Copy each of the following rows character for character.

§ Records for this task
— Start —

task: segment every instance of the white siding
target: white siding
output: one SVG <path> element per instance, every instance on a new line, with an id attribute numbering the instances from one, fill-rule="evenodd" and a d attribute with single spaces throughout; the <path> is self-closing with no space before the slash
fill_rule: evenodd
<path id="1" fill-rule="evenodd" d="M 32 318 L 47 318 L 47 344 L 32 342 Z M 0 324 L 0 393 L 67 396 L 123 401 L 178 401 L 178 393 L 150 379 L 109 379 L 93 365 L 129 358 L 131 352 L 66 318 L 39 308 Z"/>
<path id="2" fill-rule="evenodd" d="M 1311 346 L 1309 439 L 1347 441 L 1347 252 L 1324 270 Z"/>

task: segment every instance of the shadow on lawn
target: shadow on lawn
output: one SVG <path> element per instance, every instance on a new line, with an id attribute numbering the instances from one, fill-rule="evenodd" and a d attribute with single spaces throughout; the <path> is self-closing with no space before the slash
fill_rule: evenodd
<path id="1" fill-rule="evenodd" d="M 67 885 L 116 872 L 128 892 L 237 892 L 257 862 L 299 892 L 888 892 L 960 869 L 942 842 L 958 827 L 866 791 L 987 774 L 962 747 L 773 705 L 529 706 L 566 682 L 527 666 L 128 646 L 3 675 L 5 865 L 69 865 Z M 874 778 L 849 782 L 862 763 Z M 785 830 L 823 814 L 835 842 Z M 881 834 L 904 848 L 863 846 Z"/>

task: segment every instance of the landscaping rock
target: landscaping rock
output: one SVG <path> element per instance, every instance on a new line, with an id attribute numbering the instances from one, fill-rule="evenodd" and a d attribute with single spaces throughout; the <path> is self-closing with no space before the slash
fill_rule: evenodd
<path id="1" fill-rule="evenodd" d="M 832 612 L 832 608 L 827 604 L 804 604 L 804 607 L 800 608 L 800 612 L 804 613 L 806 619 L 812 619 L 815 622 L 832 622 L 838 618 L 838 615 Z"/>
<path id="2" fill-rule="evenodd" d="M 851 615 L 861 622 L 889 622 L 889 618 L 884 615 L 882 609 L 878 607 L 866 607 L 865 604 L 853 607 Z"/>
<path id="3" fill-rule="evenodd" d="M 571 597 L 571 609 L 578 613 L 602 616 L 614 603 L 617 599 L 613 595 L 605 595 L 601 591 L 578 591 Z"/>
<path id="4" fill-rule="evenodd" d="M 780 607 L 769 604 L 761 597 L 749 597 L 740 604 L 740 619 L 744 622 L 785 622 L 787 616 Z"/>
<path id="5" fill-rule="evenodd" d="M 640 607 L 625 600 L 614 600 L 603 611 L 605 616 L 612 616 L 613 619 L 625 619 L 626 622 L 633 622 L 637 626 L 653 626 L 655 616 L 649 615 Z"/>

— End —

§ Result for this exercise
task: segment every instance of the white siding
target: white siding
output: one SVG <path> element per instance, every instance on a new line, with an id attribute numbering the instances from one, fill-rule="evenodd" and a d attribute with single spaces throughout; the <path> is self-closing with no space before the slash
fill_rule: evenodd
<path id="1" fill-rule="evenodd" d="M 32 318 L 47 318 L 47 344 L 32 342 Z M 0 324 L 0 393 L 67 396 L 123 401 L 178 401 L 178 393 L 150 379 L 109 379 L 93 365 L 129 358 L 131 352 L 66 318 L 39 308 Z"/>
<path id="2" fill-rule="evenodd" d="M 1311 346 L 1309 439 L 1347 441 L 1347 252 L 1324 270 Z"/>

task: segment every instance of the shadow on lawn
target: shadow on lawn
output: one SVG <path> element per instance, every instance on a new line, with an id attribute numbering the instances from one, fill-rule="evenodd" and a d attribute with single spaces throughout; the <path> is self-closing with no space before the slash
fill_rule: evenodd
<path id="1" fill-rule="evenodd" d="M 67 885 L 116 872 L 128 892 L 237 892 L 257 862 L 299 892 L 888 892 L 960 869 L 942 842 L 958 827 L 866 791 L 987 774 L 962 747 L 773 705 L 529 706 L 566 682 L 527 666 L 128 646 L 3 675 L 5 865 L 69 865 Z M 874 778 L 849 782 L 862 763 Z M 785 830 L 823 814 L 835 842 Z M 881 834 L 904 848 L 863 846 Z"/>

task: segment every instance of the landscaping rock
target: landscaping rock
output: one SVG <path> element per instance, every instance on a new line, with an id attribute numbering the instances from one, fill-rule="evenodd" and a d attribute with single spaces throughout; the <path> is self-closing with no space before the slash
fill_rule: evenodd
<path id="1" fill-rule="evenodd" d="M 832 612 L 832 608 L 827 604 L 804 604 L 804 607 L 800 608 L 800 612 L 804 613 L 806 619 L 812 619 L 815 622 L 832 622 L 838 618 L 838 615 Z"/>
<path id="2" fill-rule="evenodd" d="M 851 615 L 861 622 L 889 622 L 889 618 L 884 615 L 882 609 L 878 607 L 866 607 L 865 604 L 853 607 Z"/>
<path id="3" fill-rule="evenodd" d="M 571 597 L 571 609 L 578 613 L 602 616 L 614 603 L 617 599 L 613 595 L 605 595 L 601 591 L 578 591 Z"/>
<path id="4" fill-rule="evenodd" d="M 780 607 L 769 604 L 761 597 L 749 597 L 740 604 L 740 619 L 744 622 L 785 622 L 787 616 Z"/>
<path id="5" fill-rule="evenodd" d="M 640 607 L 625 600 L 614 600 L 603 611 L 605 616 L 612 616 L 613 619 L 625 619 L 626 622 L 633 622 L 637 626 L 653 626 L 655 616 L 649 615 Z"/>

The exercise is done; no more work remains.